TEXT SECTION.
********

One Sunday morning when I was in college, I decided to join my parents at their large, downtown church. Since back then my preferred mode of transportation was my bike, I wasn’t exactly wearing my “Sunday-best” clothes when I entered the narthex of the church. There I was greeted by a parish council member who, after noticing my jeans, flannel shirt, Converse sneakers, and backpack, pointed me in the direction of the stairs to the balcony.  I then told him that I was joining my mom and dad who were already inside the sanctuary. He then reluctantly opened the main doors to the sanctuary and I walked in to join them, jeans and all.

At lunch that day, I told my mom and dad the story of how I had been “welcomed” into their church that morning. My mother, Eleanor, whose widowed mother had raised seven children by herself in rural North Carolina, was quite disturbed by my experience. Since she was serving on the parish council, my mother wanted to bring this incident up at their next meeting.

********

TASKS TO CARRY OUT.
a) In the church story, where did the parish council member direct the narrator after noticing what the narrator was wearing?
b) List every item the parish council member noticed on the narrator in the church story.

Dataset records

********

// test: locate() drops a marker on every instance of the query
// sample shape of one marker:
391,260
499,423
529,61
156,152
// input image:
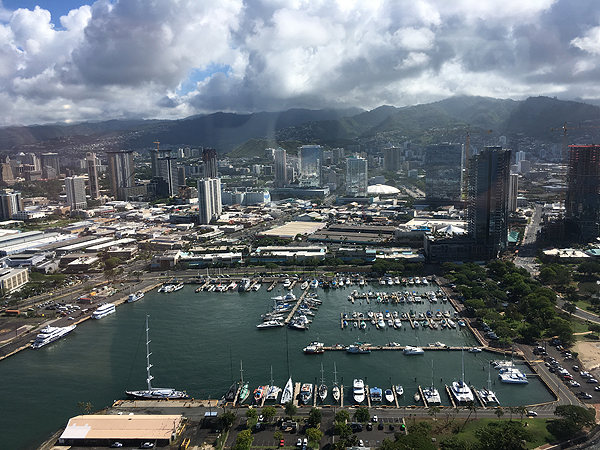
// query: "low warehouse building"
104,430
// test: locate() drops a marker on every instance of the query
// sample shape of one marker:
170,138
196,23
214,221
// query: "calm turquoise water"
198,341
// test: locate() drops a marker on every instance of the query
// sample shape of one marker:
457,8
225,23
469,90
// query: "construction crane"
468,157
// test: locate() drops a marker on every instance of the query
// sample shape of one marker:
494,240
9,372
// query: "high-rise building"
357,180
393,158
487,210
92,166
582,200
50,165
443,168
513,192
209,161
121,173
75,187
209,199
280,167
10,203
311,164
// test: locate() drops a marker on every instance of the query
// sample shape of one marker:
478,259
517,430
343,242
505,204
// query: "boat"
376,394
153,393
177,287
322,391
461,392
359,390
410,350
244,285
259,392
135,297
273,391
273,323
335,391
486,394
306,393
104,310
230,395
389,395
314,347
431,394
513,376
50,334
288,392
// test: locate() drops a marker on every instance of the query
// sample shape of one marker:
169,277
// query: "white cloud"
134,58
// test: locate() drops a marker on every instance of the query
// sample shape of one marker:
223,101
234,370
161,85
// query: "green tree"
314,436
505,435
269,412
361,415
290,409
243,441
342,416
227,419
314,417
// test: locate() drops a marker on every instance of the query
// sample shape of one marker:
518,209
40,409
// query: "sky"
68,61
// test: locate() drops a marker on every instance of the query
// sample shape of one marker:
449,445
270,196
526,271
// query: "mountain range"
249,134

********

ANSWERS PROVIDED.
a) Toward the stairs to the balcony.

b) Jeans, a flannel shirt, Converse sneakers, and a backpack.